Purpose of BioSample
The BioSample database is descriptive information about the biological source materials, or samples, used to generate experimental data in any of primary data archives.
Following figure depicts how BioSample records are organized and linked with other objects. This example is composed of one umbrella project that encompasses three subprojects, each of which generated data derived from two BioSample records. Users can query either the BioProject or the BioSample database to retrieve the relevant records, and then navigate through links to the corresponding experimental data which continue to be stored in DDBJ’s primary data archives, DDBJ, DRA and GEA.
Given the huge diversity of sample types handled by archival databases, and the fact that appropriate sample descriptions are often dependent on the context of the study, the definition of what a BioSample represents is deliberately flexible. Typical examples of a BioSample include a cell line, a primary tissue biopsy, an individual organism or an environmental isolate.
Biological replicates are represented by separate BioSamples with distinct ‘replicate’ attribute, e.g., ‘biological replicate 1’ and ‘biological replicate 2’. FAQ: How many samples do I need for my DRA submission?
Information about the sample will include:
- The material sampled, e.g., organs, tissues, cell type
- Phenotypic information including disease states and clinical information about the individual
The information about human subjects and access to it will be compliant with all relevant ethical requirements. The DDBJ BioSample database does not support controlled access mechanisms and thus cannot host human clinical samples that may have associated privacy concerns. Submit such human samples to JGA which have access-control mechanism.
- Biological replicates are represented by separate BioSamples with distinct ‘biological_replicate’ attributes. DRA objects organization For example, ‘biological_replicate = 1’ and ‘biological_replicate = 2’.
- Technical replicates are represented by DRA Experiments and GEA SDRF. Use a BioSample for technical replicates.
- RNA and metabolites samples extracted from a plant leaf, create one BioSample and represent extracts by GEA and MetaboBank metadata.
- If a paired-end library from single sample is sequenced, do not create separate sample for forward and reverse reads but register both reads in a DRA Run. DRA objects organization
- If a sample is sequenced by different sequencing instruments, link DRA Experiments with distinct Instrument model to a BioSample.
- Register a separate BioSample for each unique source, e.g., RNA from the wings is a separate BioSample than RNA from legs if those two sources were sequenced independently.
- Genome Assembly Sample requires genome-specific attributes such as locus tag prefix, so it needs to be separated from other RNA and metabolites samples.
- 23,000 unique 16S amplicons from a single seawater collection point - 1 BioSample (1 sample was collected and then analyzed to deduce 16S diversity)
- 3 “identical” transgenic mice treated with the same drug as part of an experiment - 3 BioSamples (biological replicates are represented by separate BioSamples)

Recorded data
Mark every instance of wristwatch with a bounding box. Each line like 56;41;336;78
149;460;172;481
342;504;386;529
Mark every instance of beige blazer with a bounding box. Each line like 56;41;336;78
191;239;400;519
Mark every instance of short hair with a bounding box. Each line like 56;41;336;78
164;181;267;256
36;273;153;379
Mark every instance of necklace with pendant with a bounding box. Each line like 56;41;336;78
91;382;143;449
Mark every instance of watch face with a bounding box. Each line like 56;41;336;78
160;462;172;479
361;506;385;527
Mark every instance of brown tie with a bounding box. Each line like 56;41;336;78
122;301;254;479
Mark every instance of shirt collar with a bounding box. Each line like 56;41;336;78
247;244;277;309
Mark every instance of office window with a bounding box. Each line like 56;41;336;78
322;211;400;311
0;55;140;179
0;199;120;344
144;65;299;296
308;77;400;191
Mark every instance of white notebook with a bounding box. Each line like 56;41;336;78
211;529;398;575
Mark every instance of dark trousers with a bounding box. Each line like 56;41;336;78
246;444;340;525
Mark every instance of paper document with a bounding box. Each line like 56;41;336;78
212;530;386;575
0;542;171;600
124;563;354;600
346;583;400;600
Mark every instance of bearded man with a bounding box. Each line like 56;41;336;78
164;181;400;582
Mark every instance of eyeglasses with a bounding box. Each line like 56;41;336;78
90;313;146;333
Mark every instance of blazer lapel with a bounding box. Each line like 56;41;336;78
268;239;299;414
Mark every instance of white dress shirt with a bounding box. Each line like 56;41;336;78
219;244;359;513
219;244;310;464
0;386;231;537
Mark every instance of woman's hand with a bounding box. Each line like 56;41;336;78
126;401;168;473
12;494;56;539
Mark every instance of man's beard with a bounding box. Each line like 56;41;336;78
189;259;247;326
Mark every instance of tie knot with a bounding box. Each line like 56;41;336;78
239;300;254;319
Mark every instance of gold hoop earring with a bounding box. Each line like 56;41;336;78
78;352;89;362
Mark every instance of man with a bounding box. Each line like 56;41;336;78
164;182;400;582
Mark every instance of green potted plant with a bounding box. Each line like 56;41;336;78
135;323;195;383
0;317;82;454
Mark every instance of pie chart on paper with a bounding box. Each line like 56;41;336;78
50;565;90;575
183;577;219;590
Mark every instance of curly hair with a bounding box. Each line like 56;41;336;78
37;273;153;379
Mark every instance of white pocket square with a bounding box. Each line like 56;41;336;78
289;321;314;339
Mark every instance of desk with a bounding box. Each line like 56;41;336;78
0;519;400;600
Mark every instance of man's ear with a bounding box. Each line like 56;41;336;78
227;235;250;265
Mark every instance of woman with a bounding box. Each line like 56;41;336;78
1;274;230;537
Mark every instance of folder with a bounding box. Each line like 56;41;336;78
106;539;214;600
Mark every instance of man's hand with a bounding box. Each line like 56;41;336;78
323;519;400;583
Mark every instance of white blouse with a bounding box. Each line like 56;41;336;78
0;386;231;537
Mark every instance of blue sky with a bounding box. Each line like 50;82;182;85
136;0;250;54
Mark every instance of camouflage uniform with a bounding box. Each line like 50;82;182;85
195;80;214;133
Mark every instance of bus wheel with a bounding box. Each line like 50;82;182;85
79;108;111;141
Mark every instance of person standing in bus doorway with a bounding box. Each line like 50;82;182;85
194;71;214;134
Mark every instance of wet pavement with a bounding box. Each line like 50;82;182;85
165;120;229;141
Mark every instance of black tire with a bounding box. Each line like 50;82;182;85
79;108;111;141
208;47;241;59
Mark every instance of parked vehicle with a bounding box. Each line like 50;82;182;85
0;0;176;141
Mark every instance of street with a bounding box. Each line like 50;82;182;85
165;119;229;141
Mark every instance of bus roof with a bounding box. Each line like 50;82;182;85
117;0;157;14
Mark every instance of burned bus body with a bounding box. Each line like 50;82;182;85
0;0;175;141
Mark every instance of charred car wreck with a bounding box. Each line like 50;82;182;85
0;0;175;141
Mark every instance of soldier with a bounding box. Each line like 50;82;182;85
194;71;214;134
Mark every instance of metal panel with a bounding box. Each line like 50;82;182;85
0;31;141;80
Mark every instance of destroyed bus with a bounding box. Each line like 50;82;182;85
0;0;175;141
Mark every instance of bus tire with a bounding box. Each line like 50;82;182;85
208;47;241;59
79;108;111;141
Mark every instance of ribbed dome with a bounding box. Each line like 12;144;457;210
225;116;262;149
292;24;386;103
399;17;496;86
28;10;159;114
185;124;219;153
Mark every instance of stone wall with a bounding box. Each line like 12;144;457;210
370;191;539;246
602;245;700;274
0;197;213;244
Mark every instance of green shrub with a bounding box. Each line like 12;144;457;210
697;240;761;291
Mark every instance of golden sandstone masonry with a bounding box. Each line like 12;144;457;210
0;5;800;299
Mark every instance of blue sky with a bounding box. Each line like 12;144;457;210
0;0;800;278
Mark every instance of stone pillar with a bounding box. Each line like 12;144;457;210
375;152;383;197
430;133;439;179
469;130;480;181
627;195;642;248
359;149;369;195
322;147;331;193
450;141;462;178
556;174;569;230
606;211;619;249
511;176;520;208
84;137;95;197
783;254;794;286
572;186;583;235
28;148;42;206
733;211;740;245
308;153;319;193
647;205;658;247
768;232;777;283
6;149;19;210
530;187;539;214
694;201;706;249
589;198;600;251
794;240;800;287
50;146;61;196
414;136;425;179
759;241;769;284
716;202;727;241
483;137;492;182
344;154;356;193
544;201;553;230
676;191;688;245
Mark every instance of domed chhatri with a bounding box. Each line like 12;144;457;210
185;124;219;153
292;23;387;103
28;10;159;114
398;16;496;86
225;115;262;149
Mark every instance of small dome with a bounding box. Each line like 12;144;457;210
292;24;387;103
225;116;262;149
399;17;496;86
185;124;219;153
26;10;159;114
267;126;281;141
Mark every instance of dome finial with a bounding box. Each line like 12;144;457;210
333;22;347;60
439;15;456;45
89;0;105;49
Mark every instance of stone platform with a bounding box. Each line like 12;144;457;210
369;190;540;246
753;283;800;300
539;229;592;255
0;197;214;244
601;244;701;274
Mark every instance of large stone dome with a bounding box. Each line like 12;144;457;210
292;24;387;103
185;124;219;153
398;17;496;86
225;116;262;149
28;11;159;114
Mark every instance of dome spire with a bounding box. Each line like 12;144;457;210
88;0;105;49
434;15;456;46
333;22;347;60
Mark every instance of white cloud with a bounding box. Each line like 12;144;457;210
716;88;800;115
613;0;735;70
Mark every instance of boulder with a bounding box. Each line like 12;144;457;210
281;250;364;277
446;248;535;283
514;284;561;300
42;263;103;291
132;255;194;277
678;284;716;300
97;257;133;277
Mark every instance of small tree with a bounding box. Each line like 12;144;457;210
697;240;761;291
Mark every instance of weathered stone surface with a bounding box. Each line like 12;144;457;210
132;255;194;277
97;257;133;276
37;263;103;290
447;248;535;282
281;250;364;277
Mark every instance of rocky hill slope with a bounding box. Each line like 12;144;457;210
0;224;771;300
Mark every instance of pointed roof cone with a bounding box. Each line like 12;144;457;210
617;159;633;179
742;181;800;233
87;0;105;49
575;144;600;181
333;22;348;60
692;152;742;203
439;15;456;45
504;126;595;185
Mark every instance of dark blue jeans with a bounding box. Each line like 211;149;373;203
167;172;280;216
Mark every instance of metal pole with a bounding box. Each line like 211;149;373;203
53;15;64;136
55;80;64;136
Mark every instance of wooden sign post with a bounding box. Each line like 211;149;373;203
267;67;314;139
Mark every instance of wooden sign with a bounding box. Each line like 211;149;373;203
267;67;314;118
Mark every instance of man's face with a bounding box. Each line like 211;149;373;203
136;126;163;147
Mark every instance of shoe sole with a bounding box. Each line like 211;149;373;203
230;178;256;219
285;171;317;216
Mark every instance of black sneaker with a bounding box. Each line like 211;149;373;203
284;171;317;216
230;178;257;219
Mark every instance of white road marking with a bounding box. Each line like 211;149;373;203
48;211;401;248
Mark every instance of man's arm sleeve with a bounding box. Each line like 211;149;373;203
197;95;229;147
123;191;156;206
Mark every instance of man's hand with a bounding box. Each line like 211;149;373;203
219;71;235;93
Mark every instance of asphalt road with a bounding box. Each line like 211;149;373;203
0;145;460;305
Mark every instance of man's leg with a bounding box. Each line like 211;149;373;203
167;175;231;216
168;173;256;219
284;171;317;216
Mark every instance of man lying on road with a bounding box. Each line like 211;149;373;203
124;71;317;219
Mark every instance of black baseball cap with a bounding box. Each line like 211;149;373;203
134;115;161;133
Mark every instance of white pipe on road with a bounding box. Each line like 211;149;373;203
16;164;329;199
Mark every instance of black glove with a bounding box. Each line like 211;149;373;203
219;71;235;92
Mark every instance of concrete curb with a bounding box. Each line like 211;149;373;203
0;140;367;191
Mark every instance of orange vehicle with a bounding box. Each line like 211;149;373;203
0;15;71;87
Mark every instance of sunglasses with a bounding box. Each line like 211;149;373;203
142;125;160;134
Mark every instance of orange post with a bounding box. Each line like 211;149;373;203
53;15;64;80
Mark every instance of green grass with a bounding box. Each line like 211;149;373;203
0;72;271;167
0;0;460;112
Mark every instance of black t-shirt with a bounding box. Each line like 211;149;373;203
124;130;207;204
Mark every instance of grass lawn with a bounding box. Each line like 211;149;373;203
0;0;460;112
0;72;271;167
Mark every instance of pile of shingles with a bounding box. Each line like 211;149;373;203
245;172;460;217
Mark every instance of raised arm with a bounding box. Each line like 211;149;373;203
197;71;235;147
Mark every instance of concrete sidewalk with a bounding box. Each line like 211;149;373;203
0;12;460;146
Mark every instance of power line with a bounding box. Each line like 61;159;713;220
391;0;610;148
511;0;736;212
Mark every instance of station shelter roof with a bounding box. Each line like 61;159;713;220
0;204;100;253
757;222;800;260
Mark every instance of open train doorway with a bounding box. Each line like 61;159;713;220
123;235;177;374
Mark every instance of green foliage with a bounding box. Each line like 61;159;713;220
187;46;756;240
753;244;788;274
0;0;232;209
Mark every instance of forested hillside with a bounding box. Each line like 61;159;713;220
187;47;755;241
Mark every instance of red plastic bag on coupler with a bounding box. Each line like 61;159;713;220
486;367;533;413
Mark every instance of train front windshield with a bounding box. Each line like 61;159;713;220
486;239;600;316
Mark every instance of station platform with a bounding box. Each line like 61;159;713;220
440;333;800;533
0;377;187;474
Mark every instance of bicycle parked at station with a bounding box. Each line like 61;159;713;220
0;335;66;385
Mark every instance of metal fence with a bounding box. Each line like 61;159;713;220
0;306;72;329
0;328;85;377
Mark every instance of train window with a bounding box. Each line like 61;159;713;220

• [WHAT YOU WILL DO]:
**a.** Where does the BioSample page say to submit human samples that may have privacy concerns?
**b.** Extend the BioSample page past its last sentence.

• [YOUR WRITTEN ANSWERS]:
**a.** To JGA, which has an access-control mechanism.

**b.**
- To examine gene expression profiles, CHO cells infected with a virus and sampled at 0, 2, 4, and 8 hours post infection - 4 BioSamples (4 time points)
- To analyze differences in gene expression levels, RNA-seq data from a single male anteater taken from the brain, heart, lungs, testes, and liver - 5 BioSamples (5 different tissues isolated)
Genome assembly sample
For sample(s) used for genome assembly, see Genome Assembly Sample.
For sample(s) derived from human, see Human Sample.
A major component of a BioSample record is the sample attributes section. Attributes define the material under investigation and can include sample characteristics such as cell type, collection site and phenotypic information like disease state.
BioSample attributes are captured as structured name: value pairs, for example, tissue:liver
The database supports and encourages use of dictionaries of attribute names by providing packages with pre-defined attributes.
BioSample promotes richer sample description and standardization of attribute name by providing sample packages designed for each type of sample and sequences.
- See “Sample Information” regarding how to select a package.
- See “Sample attributes” regarding sample attributes.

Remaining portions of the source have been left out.